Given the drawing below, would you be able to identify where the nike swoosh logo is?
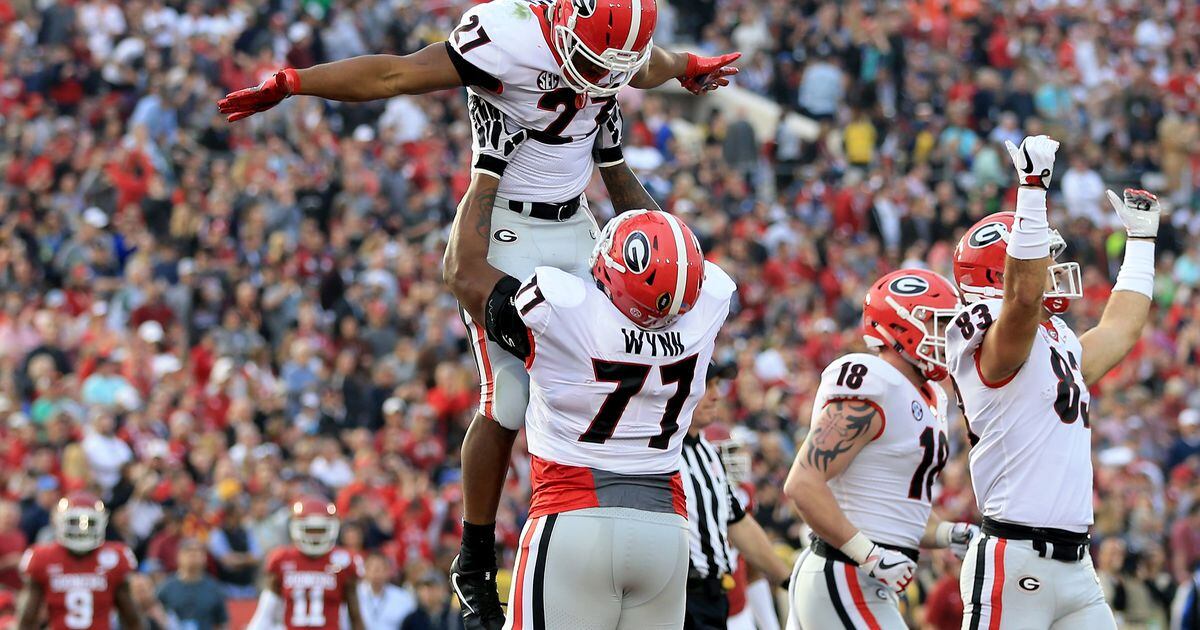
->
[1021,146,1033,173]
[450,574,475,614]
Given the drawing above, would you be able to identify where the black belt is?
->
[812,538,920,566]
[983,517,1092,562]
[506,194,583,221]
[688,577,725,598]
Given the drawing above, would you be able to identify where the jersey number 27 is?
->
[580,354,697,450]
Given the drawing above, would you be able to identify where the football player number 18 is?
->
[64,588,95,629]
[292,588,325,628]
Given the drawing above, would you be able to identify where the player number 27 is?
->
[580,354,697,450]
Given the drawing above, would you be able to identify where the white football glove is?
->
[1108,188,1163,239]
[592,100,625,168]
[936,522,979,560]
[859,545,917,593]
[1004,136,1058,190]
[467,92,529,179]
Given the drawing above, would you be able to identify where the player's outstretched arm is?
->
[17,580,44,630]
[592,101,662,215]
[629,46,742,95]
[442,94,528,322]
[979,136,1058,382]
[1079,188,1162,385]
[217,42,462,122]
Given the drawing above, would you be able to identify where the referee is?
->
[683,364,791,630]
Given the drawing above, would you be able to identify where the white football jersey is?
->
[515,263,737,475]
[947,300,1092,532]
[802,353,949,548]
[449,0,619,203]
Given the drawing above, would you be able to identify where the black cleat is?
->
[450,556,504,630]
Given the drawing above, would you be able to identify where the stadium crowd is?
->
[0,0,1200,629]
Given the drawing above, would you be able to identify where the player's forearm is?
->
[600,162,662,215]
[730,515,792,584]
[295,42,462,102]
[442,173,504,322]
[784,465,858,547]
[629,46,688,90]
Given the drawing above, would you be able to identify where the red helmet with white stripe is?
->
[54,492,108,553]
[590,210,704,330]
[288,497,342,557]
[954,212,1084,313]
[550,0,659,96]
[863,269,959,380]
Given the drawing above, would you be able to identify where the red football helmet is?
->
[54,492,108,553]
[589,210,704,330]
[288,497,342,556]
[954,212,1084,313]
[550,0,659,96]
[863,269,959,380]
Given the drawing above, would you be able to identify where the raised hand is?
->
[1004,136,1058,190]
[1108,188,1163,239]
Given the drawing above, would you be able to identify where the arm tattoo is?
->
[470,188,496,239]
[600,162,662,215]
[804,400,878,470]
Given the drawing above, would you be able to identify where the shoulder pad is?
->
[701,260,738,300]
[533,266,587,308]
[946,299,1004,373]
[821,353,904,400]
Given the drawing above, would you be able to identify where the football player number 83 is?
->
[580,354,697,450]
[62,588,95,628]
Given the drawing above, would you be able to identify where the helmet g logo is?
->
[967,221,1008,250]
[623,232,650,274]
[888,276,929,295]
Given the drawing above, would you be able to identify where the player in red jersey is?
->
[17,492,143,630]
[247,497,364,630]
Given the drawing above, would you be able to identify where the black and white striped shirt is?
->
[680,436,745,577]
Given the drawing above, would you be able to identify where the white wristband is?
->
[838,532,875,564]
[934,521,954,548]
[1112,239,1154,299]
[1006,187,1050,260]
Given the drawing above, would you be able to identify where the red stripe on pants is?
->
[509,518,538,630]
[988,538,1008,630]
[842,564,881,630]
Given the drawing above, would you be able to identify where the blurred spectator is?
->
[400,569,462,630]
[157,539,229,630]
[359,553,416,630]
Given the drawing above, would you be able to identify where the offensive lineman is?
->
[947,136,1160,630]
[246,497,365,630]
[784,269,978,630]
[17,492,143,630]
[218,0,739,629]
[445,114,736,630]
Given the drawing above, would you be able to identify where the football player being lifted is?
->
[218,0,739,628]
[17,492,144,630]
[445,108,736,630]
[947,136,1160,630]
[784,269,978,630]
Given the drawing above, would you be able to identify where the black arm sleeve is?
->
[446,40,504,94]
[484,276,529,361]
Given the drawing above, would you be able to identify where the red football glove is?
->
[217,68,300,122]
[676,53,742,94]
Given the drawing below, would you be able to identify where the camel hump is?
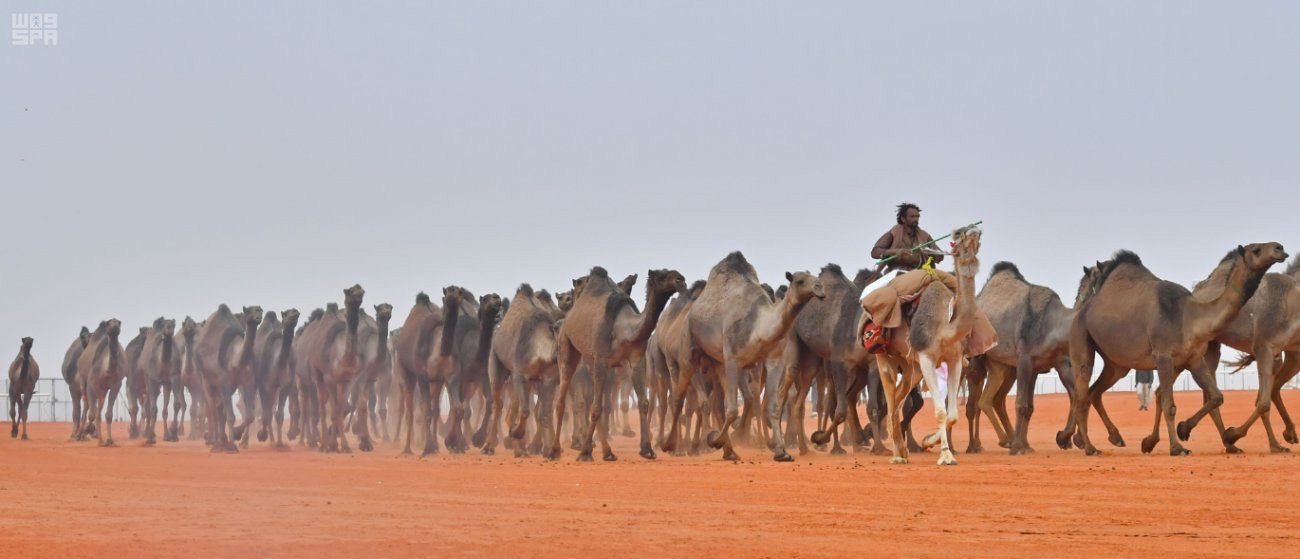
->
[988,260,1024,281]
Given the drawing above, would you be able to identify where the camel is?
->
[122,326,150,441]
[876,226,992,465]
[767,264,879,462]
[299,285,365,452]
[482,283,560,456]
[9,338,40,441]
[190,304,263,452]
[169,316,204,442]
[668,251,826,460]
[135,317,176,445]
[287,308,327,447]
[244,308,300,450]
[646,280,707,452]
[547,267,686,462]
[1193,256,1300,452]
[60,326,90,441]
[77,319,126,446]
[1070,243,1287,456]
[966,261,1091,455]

> _OBJECTIVE_
Rewrite all rows above, substituting "image" for every occurrence of "drawing" and leaving everything else unchanged. Omit the pictures from the output.

> _THE COMPLETED TASK_
Given the image below, would you be able to identify where the nike swoosh logo is?
->
[1021,146,1033,173]
[450,574,475,614]
Given the image above, would you be able to identify where the black belt is?
->
[812,538,920,566]
[983,517,1092,562]
[506,194,583,221]
[688,577,725,598]
Given the image above, would you be able to identify where the jersey number 27 is?
->
[580,354,697,450]
Given the image above, would you be able to identify where the football player number 18 is?
->
[64,588,95,629]
[292,588,325,628]
Given the image above, would you be able to identify where the player number 27 is?
->
[580,354,697,450]
Given the image above, would you be able to identify where the white football glove is?
->
[1108,188,1163,239]
[592,100,625,168]
[936,522,979,560]
[859,545,917,593]
[1004,136,1058,190]
[467,92,529,179]
Given the image above, would you be able to identify where the player's outstretched arm is?
->
[17,580,44,630]
[592,101,662,215]
[629,46,742,95]
[442,94,528,322]
[979,136,1058,382]
[1079,188,1162,385]
[217,42,462,122]
Given the image above, would you be able to identify where the referee is?
->
[683,364,791,630]
Given the image above, would you be able to identify where the white football jersey is?
->
[515,263,737,475]
[947,300,1092,532]
[802,353,949,548]
[449,0,619,203]
Given the image above, would you be able to identify where the black cleat is?
->
[450,556,504,630]
Given the image above, would you be able to identify where the stadium crowd is?
->
[0,0,1200,629]
Given the image above, would you be able to identify where the player's forearm is?
->
[600,162,662,215]
[730,515,792,584]
[295,42,462,102]
[442,173,504,322]
[784,465,858,547]
[629,46,688,90]
Given the image above, would you be able to identify where the red helmet with white stripe is?
->
[54,492,108,553]
[590,210,704,330]
[288,497,342,557]
[954,212,1084,313]
[550,0,659,96]
[863,269,959,380]
Given the image above, would you be able to identify where the red football helmet is?
->
[54,492,108,553]
[589,210,704,330]
[288,497,342,556]
[954,212,1084,313]
[550,0,659,96]
[863,269,959,380]
Given the image above, would you be able to identify where the raised hand is?
->
[1004,136,1058,190]
[1108,188,1163,239]
Given the image above, would you be able to identify where the arm tattoo is?
->
[470,188,496,239]
[600,162,662,215]
[804,400,878,470]
Given the image above, would you be able to identify where the shoulder pad is?
->
[701,260,738,300]
[533,266,587,308]
[946,299,1004,373]
[821,353,904,400]
Given the image above, would you be able to identify where the football player number 83 is?
->
[580,354,697,450]
[62,588,95,628]
Given the image above, would you be able to identify where the helmet g logo is?
->
[967,221,1008,250]
[623,232,650,274]
[888,276,929,295]
Given the image above, would you be able to identify where the player in red jersey is?
->
[17,492,143,630]
[247,497,364,630]
Given the image above, would you be able to identify where the black and white striped shirt is?
->
[680,436,745,577]
Given the image above, would you be able to identify where the white wristband is?
->
[838,532,875,564]
[934,521,954,548]
[1112,239,1154,299]
[1006,187,1050,260]
Given the image above, would you be able to identify where the red stripe on pants is?
->
[509,518,538,630]
[988,538,1008,630]
[842,564,881,630]
Given the image above, would you be able to identify where the blurred spectator is?
->
[400,569,462,630]
[157,539,229,630]
[359,553,416,630]
Given the image above, would you be able to identify where the offensive lineman is?
->
[947,136,1160,630]
[246,497,365,630]
[784,269,978,630]
[17,492,143,630]
[218,0,739,629]
[445,114,736,630]
Given the image above, would you be able to identify where the football player being lifted is?
->
[218,0,739,628]
[17,492,144,630]
[445,108,736,630]
[947,136,1160,630]
[784,269,978,630]
Given the image above, would you be able to identify where the black arm sleeve is?
->
[446,40,504,94]
[484,276,529,361]
Given the image above, would you be able to identify where the red football glove is?
->
[217,68,300,122]
[676,53,742,94]
Given the image below, would you be able to identify where the camel hump is?
->
[988,260,1024,281]
Given the image above, would you be able to identify where the camel is?
->
[122,326,150,441]
[876,226,992,465]
[767,264,879,462]
[299,285,365,452]
[482,283,560,456]
[9,338,40,441]
[190,304,263,452]
[169,316,204,442]
[668,251,826,460]
[135,317,176,445]
[287,308,327,447]
[244,308,300,450]
[646,280,707,452]
[547,267,686,462]
[1193,256,1300,452]
[60,326,90,441]
[77,319,126,446]
[1070,243,1287,456]
[966,261,1091,455]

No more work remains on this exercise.